--- begin ---

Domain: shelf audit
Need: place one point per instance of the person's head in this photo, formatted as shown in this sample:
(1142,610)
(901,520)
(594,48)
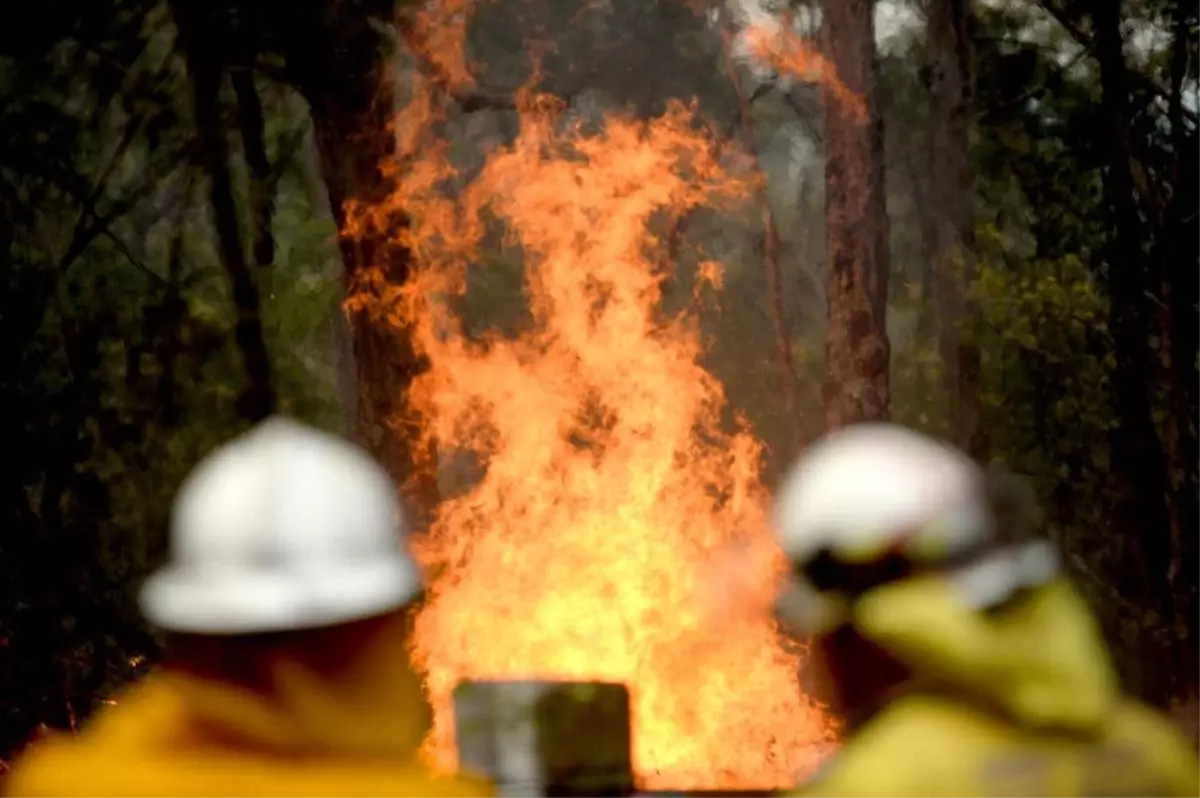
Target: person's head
(285,538)
(873,505)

--- end ---

YOUR GOAL = Return every line of the listing above as a JSON list of strings, one string per line, leaving out blank lines and the picture.

CORRECT OUTPUT =
[
  "Domain: shelf audit",
  "Need: place one point per instance of the person's head in this photo, formatted as shown in this sample:",
  "(1142,610)",
  "(901,520)",
  "(594,48)",
  "Target: person's head",
  "(285,538)",
  "(873,505)"
]